== WHAT IS ASKED ==
Return each line of the records that contains the string "garage", treating uppercase and lowercase as different.

== DATA ==
^^^^^^^^^^^^^^^^
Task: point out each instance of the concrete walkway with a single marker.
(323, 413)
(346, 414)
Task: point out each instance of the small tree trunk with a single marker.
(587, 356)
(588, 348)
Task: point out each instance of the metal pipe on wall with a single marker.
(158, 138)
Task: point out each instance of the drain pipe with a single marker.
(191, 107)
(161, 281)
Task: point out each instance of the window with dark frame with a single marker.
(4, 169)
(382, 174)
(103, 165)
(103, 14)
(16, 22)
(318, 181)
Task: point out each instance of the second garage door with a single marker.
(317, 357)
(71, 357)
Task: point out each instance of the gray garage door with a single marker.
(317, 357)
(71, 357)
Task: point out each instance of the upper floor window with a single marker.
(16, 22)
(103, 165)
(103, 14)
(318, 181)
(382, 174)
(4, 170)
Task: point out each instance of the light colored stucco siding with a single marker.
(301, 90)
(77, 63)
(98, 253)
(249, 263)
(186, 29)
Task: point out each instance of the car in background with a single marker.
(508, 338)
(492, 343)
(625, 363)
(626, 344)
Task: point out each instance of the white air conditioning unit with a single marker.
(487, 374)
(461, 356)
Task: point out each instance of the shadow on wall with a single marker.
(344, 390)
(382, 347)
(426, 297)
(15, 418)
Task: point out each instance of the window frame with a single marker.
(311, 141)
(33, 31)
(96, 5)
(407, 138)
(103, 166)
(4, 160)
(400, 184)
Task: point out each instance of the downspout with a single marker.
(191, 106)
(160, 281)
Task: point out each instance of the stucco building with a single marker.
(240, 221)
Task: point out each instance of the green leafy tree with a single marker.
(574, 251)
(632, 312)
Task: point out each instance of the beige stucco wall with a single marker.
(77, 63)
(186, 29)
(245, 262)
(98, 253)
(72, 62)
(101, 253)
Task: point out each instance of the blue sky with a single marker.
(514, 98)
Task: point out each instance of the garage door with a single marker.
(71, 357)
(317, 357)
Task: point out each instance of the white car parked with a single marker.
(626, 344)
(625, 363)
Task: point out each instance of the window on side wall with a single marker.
^^^^^^^^^^^^^^^^
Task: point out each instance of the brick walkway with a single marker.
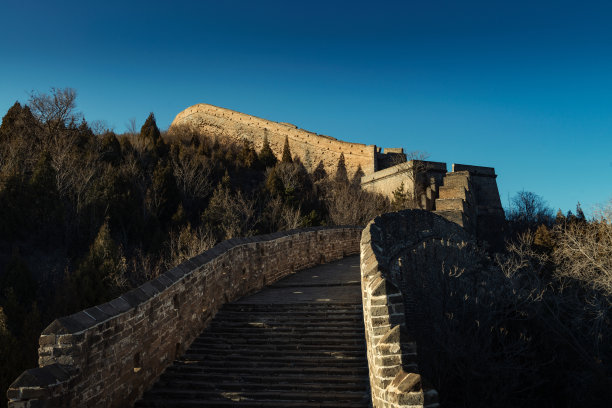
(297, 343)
^^^^^^^^^^^^^^^^
== COMPLETED TASK ==
Task: point out each instance of the second garage door with a single marker.
Task: point out each instance of the gray garage door with a single marker.
Task: point out each instance of the garage door with a single marker.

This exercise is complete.